● **Extracted records**:
....

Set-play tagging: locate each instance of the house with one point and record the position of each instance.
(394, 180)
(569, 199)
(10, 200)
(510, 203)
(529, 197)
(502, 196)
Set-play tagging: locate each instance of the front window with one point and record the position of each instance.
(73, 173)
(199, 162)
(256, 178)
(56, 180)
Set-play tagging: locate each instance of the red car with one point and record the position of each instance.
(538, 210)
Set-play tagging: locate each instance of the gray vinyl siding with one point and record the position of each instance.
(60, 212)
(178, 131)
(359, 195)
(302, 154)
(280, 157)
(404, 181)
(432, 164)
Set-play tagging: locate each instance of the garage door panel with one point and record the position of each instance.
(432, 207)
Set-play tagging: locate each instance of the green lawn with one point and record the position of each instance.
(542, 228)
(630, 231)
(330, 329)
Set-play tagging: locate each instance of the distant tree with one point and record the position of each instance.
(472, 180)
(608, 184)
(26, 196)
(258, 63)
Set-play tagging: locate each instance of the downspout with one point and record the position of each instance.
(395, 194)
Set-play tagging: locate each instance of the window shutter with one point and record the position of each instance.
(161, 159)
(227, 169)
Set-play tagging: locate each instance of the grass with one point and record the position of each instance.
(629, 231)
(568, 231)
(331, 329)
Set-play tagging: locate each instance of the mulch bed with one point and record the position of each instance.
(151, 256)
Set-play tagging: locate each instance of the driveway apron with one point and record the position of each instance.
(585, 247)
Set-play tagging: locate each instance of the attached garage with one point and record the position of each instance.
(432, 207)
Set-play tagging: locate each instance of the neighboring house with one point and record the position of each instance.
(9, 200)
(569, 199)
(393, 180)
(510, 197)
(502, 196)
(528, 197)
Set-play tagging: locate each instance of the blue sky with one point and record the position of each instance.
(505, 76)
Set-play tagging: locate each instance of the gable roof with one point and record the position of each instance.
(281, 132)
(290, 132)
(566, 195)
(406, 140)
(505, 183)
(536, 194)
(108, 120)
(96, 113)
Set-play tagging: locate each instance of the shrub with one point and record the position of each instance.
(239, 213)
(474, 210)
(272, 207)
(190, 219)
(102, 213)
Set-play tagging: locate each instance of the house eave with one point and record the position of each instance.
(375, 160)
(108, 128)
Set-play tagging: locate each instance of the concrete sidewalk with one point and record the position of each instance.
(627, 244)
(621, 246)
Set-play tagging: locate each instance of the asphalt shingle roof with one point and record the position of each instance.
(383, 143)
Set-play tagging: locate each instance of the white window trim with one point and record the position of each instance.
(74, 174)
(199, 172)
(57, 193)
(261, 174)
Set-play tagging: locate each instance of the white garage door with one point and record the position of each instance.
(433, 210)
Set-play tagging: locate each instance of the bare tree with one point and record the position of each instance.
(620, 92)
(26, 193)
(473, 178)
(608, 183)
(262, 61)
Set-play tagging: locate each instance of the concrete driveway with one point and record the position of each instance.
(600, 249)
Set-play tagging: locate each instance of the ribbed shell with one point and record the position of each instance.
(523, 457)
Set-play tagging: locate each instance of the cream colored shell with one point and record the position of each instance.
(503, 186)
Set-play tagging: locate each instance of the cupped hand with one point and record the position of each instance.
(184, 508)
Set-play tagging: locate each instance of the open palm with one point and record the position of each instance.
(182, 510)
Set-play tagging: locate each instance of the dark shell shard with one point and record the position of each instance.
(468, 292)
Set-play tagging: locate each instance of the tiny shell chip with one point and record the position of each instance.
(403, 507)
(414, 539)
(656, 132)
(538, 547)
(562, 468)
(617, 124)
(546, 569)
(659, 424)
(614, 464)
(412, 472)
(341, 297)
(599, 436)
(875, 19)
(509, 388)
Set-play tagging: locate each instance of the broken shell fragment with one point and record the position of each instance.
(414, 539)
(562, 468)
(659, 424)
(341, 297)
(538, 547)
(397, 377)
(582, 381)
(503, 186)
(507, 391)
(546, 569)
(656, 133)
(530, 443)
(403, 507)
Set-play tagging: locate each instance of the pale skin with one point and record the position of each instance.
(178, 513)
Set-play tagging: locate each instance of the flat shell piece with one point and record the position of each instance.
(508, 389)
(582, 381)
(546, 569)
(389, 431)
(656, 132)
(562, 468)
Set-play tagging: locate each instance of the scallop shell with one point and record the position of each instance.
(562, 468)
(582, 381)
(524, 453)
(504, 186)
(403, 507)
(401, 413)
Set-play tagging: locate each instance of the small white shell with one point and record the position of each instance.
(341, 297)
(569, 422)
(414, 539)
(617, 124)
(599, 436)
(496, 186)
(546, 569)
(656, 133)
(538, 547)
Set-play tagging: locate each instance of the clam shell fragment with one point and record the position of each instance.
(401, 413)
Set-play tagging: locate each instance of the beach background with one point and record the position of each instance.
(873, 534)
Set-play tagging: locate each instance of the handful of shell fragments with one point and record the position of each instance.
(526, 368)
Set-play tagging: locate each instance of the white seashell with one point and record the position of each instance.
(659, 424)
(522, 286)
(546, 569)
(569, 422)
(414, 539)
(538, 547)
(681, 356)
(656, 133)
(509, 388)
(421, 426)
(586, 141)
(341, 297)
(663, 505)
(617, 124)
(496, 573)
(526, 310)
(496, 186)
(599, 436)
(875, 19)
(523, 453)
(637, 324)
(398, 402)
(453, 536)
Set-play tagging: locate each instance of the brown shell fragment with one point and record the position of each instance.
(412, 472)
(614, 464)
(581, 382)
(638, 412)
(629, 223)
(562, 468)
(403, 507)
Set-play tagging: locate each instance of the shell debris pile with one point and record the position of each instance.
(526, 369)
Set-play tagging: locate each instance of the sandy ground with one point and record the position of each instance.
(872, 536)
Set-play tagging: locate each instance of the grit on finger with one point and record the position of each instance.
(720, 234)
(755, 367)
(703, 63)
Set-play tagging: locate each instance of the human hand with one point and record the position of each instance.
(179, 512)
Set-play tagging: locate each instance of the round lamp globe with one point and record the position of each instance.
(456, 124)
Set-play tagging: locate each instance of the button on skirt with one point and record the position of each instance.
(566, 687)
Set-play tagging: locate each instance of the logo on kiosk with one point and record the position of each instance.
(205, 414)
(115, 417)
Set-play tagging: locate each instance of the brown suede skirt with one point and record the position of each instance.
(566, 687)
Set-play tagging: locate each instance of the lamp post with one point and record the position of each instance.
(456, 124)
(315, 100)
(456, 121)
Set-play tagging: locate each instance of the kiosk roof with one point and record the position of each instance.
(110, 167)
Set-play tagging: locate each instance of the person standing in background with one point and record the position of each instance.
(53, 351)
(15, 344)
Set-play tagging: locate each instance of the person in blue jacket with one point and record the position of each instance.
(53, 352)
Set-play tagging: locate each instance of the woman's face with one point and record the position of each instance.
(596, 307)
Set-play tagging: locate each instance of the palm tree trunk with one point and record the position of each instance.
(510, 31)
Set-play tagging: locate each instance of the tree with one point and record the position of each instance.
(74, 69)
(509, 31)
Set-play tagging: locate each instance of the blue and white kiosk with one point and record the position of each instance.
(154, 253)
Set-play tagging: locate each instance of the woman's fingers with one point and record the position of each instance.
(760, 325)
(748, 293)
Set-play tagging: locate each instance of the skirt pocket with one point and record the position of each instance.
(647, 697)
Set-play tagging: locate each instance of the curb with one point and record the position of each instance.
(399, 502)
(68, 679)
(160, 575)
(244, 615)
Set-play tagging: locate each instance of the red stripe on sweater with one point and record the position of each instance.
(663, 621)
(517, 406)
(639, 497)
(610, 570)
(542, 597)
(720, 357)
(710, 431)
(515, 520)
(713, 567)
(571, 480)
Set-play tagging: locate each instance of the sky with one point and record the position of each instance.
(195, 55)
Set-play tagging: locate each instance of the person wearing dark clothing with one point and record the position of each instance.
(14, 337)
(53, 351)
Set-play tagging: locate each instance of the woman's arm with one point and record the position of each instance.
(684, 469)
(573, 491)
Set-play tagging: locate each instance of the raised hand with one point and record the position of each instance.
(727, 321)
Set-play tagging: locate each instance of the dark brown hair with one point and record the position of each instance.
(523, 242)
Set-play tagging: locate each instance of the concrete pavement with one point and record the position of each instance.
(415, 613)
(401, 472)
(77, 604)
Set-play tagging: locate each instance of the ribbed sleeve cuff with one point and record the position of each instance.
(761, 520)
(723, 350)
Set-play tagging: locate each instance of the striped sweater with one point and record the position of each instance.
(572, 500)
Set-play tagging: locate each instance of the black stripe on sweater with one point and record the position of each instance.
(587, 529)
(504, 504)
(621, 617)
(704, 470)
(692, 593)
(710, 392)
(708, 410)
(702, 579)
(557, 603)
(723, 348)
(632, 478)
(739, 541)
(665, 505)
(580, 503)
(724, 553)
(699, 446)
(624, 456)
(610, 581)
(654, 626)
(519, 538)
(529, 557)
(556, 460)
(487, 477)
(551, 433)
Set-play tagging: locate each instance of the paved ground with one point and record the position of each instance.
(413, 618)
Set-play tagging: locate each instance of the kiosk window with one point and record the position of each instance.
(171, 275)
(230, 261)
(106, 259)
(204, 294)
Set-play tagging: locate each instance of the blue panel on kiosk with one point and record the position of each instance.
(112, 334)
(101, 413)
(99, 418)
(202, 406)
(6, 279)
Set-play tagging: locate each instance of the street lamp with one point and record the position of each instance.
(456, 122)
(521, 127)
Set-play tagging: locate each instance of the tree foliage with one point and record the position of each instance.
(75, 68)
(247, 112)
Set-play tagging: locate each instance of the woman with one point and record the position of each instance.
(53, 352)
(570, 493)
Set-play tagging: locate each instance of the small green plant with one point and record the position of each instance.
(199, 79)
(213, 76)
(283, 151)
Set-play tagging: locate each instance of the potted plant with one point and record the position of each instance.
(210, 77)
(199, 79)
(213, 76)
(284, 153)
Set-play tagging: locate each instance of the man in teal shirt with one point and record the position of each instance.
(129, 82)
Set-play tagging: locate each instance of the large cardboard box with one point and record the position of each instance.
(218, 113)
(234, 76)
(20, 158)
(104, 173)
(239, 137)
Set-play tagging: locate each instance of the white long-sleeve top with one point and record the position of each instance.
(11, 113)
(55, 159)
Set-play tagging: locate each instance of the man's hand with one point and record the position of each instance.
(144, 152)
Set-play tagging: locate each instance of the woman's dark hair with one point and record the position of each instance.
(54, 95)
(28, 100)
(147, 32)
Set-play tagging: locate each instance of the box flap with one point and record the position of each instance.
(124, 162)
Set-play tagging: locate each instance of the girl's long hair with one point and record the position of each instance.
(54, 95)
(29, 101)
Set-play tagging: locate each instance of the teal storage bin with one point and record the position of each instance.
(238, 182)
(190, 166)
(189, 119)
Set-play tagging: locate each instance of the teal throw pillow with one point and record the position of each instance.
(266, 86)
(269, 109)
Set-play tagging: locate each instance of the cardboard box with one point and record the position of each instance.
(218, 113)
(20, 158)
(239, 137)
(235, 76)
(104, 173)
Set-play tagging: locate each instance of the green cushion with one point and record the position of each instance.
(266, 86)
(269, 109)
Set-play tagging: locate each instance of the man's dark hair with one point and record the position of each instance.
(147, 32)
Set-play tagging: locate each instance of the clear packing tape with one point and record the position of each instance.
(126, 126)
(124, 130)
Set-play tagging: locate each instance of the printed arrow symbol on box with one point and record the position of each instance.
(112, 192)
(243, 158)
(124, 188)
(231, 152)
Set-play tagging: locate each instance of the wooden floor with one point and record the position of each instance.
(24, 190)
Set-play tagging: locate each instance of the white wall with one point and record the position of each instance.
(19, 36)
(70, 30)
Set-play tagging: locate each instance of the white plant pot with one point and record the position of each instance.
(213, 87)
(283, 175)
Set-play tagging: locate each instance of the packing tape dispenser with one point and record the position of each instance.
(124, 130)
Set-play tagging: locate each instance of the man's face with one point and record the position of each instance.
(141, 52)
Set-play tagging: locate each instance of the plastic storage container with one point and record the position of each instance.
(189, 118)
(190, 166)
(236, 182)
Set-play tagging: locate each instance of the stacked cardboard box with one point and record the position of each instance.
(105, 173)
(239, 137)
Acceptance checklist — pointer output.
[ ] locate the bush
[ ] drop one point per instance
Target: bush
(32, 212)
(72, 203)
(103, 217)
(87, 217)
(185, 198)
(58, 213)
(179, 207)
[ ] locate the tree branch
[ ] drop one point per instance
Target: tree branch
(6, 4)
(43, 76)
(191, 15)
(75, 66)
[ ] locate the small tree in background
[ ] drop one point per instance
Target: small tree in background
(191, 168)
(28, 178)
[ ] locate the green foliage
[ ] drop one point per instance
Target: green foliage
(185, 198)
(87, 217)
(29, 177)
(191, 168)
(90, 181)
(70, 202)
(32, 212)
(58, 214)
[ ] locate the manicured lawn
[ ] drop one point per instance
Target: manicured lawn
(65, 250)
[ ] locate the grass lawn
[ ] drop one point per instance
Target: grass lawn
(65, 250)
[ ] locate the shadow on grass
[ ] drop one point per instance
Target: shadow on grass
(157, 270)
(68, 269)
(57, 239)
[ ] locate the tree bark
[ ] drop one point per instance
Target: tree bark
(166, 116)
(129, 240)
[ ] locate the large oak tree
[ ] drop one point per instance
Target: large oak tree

....

● **What you have to do**: Your answer must be the lines from the one that contains "Target: tree bark" through the last line of the entries above, copied exactly, with no other lines.

● **Solution below**:
Target: tree bark
(166, 116)
(129, 240)
[ ] locate the large oak tree
[ ] drop one point per instance
Target: large oak tree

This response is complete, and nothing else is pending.